──────── EXERCISE INPUT

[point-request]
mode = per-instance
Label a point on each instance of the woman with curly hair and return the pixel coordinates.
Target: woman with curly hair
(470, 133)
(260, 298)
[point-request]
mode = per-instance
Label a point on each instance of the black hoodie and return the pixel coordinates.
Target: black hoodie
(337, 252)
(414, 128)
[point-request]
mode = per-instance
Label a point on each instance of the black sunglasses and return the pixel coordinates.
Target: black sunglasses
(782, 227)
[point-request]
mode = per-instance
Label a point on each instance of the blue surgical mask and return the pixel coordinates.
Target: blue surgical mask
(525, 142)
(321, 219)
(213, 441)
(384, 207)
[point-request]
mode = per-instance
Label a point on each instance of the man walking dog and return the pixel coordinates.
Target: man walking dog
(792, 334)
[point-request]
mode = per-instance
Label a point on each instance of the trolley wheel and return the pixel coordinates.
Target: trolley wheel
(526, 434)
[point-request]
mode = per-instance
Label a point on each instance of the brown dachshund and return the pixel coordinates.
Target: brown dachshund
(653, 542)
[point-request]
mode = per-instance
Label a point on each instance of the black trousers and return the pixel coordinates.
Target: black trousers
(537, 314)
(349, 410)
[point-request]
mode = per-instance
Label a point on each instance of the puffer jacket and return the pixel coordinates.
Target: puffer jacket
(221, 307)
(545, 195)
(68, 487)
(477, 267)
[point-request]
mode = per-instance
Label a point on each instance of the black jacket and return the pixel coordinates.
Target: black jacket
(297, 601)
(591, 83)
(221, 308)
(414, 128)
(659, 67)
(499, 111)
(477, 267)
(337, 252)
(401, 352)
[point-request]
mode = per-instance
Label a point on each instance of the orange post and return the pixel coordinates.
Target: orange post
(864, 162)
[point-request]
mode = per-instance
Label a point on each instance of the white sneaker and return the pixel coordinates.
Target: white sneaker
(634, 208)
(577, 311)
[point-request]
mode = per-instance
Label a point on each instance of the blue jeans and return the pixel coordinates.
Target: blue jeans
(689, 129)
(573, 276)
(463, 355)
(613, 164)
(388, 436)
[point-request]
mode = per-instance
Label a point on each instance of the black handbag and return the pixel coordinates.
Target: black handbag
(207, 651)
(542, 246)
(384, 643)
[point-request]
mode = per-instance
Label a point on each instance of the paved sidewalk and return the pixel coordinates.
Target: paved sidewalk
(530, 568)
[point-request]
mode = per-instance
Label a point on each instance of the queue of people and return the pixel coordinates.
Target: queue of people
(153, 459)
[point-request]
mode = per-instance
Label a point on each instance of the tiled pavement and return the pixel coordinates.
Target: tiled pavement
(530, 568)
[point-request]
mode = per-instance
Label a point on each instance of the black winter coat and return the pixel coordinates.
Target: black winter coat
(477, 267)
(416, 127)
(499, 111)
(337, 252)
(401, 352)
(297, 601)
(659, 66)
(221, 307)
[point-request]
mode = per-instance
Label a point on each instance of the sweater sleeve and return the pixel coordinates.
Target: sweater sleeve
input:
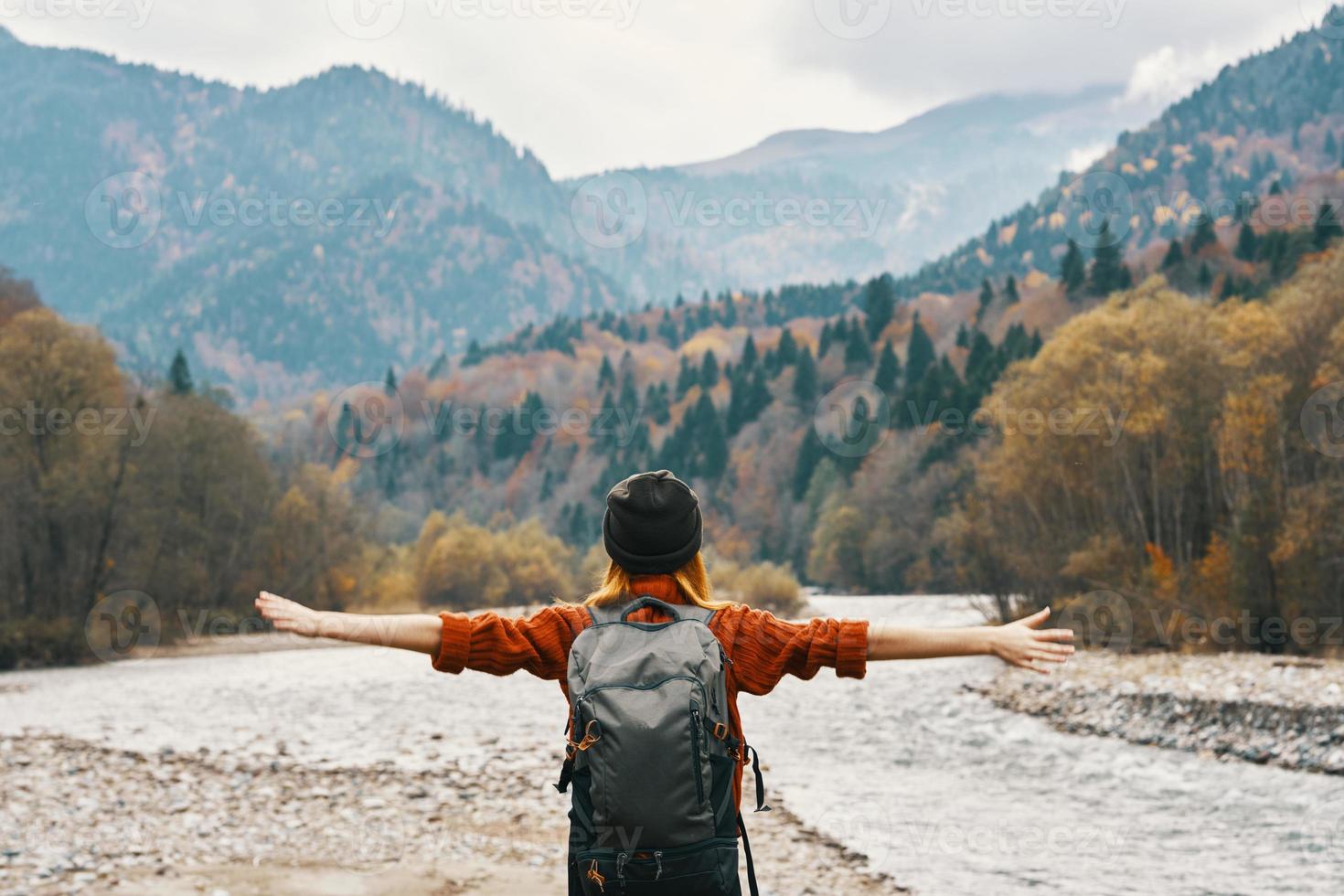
(763, 647)
(502, 645)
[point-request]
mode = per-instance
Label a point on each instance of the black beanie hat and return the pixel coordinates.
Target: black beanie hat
(652, 523)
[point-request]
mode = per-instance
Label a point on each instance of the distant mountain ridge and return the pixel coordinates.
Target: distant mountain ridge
(923, 187)
(171, 209)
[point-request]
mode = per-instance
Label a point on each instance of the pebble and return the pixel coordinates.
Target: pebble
(1266, 710)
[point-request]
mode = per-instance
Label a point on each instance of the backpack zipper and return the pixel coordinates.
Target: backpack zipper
(695, 752)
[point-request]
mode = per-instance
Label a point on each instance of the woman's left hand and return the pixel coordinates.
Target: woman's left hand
(1027, 645)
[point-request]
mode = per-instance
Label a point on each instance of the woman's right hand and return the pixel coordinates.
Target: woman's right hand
(286, 615)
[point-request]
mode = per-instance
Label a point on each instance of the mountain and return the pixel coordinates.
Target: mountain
(755, 395)
(283, 238)
(884, 202)
(1260, 144)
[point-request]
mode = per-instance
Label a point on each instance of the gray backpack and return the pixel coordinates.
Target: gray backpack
(651, 758)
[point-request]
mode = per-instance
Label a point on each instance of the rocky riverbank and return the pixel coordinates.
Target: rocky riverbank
(80, 817)
(1235, 707)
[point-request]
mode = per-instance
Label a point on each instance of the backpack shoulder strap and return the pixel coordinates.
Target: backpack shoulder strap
(618, 612)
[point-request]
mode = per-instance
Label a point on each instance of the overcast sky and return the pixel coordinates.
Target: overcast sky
(591, 85)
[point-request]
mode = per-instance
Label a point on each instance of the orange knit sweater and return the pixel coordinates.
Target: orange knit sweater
(763, 647)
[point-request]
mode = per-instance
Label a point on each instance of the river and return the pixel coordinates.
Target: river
(910, 767)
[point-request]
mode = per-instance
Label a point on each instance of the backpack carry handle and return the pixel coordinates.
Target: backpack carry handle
(646, 601)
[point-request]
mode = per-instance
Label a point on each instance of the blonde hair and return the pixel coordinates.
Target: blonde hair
(692, 578)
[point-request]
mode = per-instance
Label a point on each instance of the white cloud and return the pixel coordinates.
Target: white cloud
(674, 80)
(1167, 74)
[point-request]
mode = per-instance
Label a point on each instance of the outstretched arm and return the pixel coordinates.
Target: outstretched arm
(1020, 644)
(417, 632)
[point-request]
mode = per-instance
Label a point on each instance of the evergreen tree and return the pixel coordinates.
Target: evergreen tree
(1175, 255)
(880, 304)
(686, 378)
(786, 349)
(1125, 280)
(438, 369)
(709, 369)
(889, 369)
(749, 354)
(805, 379)
(1204, 235)
(920, 354)
(179, 375)
(987, 297)
(857, 349)
(1246, 243)
(1106, 263)
(474, 355)
(605, 374)
(711, 440)
(1327, 226)
(1072, 271)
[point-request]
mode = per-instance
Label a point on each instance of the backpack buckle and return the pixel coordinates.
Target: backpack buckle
(589, 738)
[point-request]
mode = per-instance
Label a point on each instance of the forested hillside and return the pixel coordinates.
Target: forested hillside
(1265, 128)
(299, 237)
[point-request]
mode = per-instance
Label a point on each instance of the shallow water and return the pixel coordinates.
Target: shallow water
(929, 781)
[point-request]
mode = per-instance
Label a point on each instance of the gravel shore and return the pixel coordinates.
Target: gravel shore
(1235, 707)
(80, 817)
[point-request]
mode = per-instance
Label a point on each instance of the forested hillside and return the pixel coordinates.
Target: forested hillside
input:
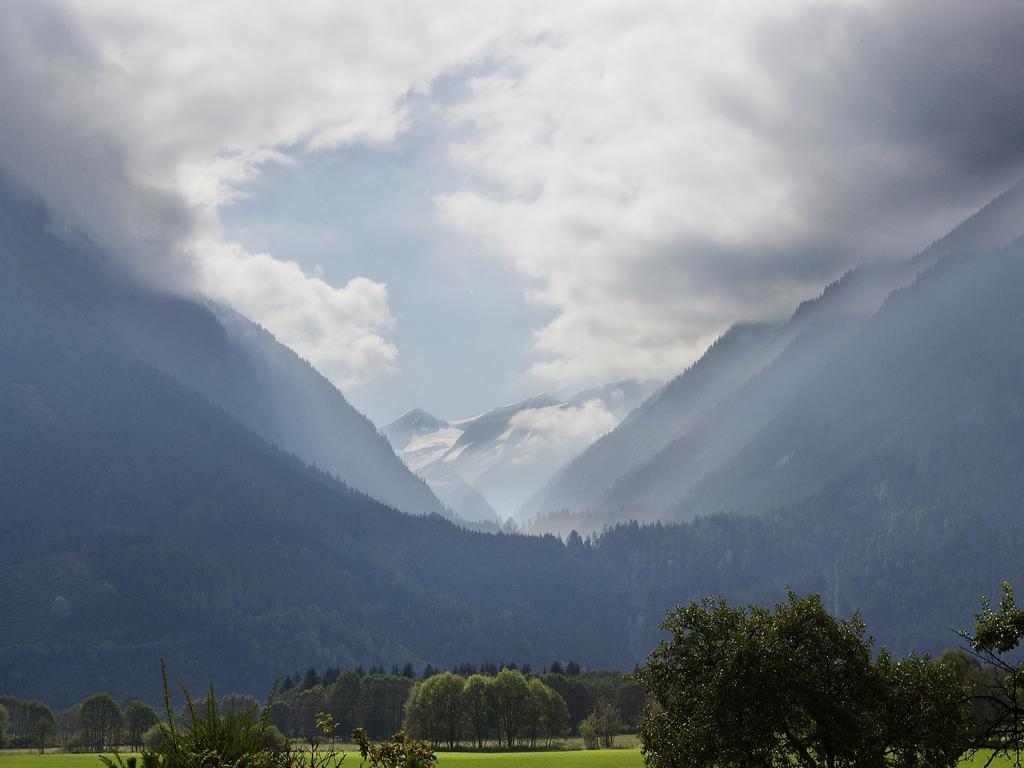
(718, 407)
(141, 520)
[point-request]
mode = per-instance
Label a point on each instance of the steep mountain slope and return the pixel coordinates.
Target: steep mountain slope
(140, 520)
(500, 458)
(928, 390)
(242, 368)
(655, 456)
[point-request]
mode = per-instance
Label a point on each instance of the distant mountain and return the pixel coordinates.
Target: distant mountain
(704, 418)
(243, 369)
(492, 463)
(142, 520)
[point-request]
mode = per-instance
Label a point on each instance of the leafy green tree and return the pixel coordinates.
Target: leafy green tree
(602, 725)
(997, 632)
(99, 719)
(476, 706)
(400, 752)
(556, 715)
(444, 695)
(532, 720)
(138, 718)
(42, 729)
(794, 685)
(510, 701)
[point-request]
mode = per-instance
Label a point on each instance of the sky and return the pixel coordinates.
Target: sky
(453, 205)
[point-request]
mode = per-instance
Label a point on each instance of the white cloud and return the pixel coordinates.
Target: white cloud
(136, 122)
(662, 170)
(568, 428)
(656, 170)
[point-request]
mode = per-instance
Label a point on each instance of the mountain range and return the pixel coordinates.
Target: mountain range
(659, 462)
(164, 495)
(485, 467)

────────────────

* GIVEN INSTRUCTION *
Gather every line from the entries above that contains the string "riverbank", matching case exactly.

* OUTPUT FOR THIS EXERCISE *
Label a point on each instance of the rocky riverbank and return the pixel coordinates.
Target: rocky riverbank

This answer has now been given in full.